- [STATED PROBLEM] Update the entries below by changing every "For the benchmark" to "For the test set", leaving all other text as it is.

======== SUPPLIED DATA ========

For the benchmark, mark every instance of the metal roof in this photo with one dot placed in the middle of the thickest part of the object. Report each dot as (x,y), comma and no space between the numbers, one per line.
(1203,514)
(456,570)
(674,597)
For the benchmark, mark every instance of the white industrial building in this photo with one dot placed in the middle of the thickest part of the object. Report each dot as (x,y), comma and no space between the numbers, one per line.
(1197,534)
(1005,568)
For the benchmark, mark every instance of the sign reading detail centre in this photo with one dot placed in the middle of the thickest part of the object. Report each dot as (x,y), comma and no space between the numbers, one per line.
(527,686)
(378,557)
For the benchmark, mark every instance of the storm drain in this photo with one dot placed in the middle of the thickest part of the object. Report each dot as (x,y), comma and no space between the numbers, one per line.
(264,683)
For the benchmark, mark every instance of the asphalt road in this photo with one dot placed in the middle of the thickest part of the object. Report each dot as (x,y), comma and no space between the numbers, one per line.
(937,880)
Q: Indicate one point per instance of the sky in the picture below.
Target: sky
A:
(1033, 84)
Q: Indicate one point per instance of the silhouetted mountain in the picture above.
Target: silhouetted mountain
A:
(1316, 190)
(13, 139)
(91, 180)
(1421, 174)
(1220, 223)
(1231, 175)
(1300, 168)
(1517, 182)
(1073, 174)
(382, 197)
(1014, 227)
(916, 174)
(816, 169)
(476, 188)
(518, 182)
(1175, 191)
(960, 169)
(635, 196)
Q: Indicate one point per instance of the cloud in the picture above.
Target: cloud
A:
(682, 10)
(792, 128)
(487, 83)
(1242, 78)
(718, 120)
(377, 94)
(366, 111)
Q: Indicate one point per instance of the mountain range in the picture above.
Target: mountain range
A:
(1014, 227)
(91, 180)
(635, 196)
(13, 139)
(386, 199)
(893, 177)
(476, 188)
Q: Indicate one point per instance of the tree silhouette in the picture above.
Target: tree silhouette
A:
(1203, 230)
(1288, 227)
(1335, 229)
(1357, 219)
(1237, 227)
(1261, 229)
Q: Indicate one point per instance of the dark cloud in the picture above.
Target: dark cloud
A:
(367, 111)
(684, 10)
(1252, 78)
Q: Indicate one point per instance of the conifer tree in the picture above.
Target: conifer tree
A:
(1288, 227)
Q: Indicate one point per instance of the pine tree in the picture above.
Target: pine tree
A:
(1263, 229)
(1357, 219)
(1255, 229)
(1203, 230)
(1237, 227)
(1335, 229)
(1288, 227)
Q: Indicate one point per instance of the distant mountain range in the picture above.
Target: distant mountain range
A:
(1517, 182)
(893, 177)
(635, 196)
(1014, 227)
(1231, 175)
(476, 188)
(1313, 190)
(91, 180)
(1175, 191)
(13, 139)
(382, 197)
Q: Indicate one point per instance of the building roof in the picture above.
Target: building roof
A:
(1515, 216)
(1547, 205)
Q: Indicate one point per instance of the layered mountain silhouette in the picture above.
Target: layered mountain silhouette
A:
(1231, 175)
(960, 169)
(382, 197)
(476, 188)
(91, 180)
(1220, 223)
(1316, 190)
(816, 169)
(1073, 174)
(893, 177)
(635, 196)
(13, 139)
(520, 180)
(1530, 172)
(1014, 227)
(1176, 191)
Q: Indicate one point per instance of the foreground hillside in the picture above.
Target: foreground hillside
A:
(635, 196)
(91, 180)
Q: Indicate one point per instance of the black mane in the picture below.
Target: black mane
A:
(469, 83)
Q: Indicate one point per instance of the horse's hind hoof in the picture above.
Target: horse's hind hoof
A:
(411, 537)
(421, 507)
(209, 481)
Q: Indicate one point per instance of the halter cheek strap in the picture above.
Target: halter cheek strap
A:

========

- [CORRECT ANSWER]
For the test set, mark every instance of the metal roof in this photo with one dot placed in the middle of the thickest part of the object. Report each dot as (x,y), comma and no space between the numbers, one per line.
(1203,514)
(456,570)
(674,597)
For the test set, mark every instance of the white industrial building in this photo with one dot placed in the middle of the thickest part of the object. Report each dot as (x,y), comma and no space between the numbers, one per line.
(1197,534)
(1005,568)
For the test set, mark every instance of the sign reading detail centre in this photo with one dot placed in the middle of the thickest part of the object. Report each dot as (x,y), comma and no space between the numbers, one per line.
(527,686)
(378,557)
For the test set, mark every instance of the storm drain in this photo with one dot placed in the middle of the thickest part of the object. Report each dot as (x,y), comma and no space between the numbers, one per line.
(264,683)
For the test set, mark every instance of the asphalt road in this photo with one dot placed in the middle of the thickest part of the object. Report each dot as (x,y), comma and no space between the numbers, one per line.
(937,880)
Q: Indicate one point per instance of the sky in the picture below.
Target: sky
A:
(1033, 84)
Q: Indicate one point per instance of the silhouetted mountain in the picture above.
Target: silhouetted mountain
A:
(1316, 190)
(13, 139)
(91, 180)
(1421, 174)
(1220, 223)
(1231, 175)
(1300, 168)
(1517, 182)
(1073, 174)
(382, 197)
(1014, 227)
(916, 174)
(816, 169)
(476, 188)
(518, 182)
(1175, 191)
(960, 169)
(635, 196)
Q: Indicate one point per instance of the cloud in the picture above.
Target: cloud
A:
(682, 10)
(792, 128)
(487, 83)
(1242, 78)
(718, 120)
(377, 94)
(366, 111)
Q: Indicate one point per instance of the mountain range in the picture above.
Target: mountain range
A:
(1014, 227)
(91, 180)
(635, 196)
(13, 139)
(386, 199)
(893, 177)
(476, 188)
Q: Indicate one point per instance of the tree silhouette in the picture above.
Target: tree silhouette
A:
(1203, 230)
(1288, 227)
(1335, 229)
(1357, 219)
(1237, 227)
(1261, 229)
Q: Indicate one point per instance of the dark cloud in the picture above.
Target: dark cloud
A:
(367, 111)
(684, 10)
(1252, 78)
Q: Indicate one point per instance of the conifer tree in the picture above.
Target: conifer tree
A:
(1288, 227)
Q: Indicate one point per instance of the pine tree in the picture above.
Target: pine tree
A:
(1263, 229)
(1357, 219)
(1255, 229)
(1203, 230)
(1237, 227)
(1335, 229)
(1288, 227)
Q: Indicate one point per instance of the distant mountain range in the picture above.
Target: distant mountain range
A:
(1517, 182)
(893, 177)
(635, 196)
(1014, 227)
(1231, 175)
(476, 188)
(1313, 190)
(91, 180)
(1175, 191)
(13, 139)
(382, 197)
Q: Indicate one point per instance of the building roof in the picture above.
Target: building roof
A:
(1515, 216)
(1547, 205)
Q: Indicate one point per instance of the layered mountain silhouette in the picture above.
Target: layered mountain silhouette
A:
(1231, 175)
(960, 169)
(382, 197)
(476, 188)
(91, 180)
(1220, 223)
(1316, 190)
(816, 169)
(1073, 174)
(893, 177)
(635, 196)
(13, 139)
(520, 180)
(1530, 172)
(1014, 227)
(1176, 191)
Q: Indicate one point per instance of the foreground hillside in the picture above.
Target: foreground hillside
A:
(635, 196)
(91, 180)
Q: Indicate one point per instance of the black mane in the picture below.
Target: black mane
A:
(469, 83)
Q: Indicate one point per instance of the horse's hind hoof in the picture above.
Target: horse's hind hoof
A:
(411, 537)
(421, 507)
(209, 481)
Q: Indicate one point per instance of the halter cheek strap in the picture above.
Target: halter cheek strap
A:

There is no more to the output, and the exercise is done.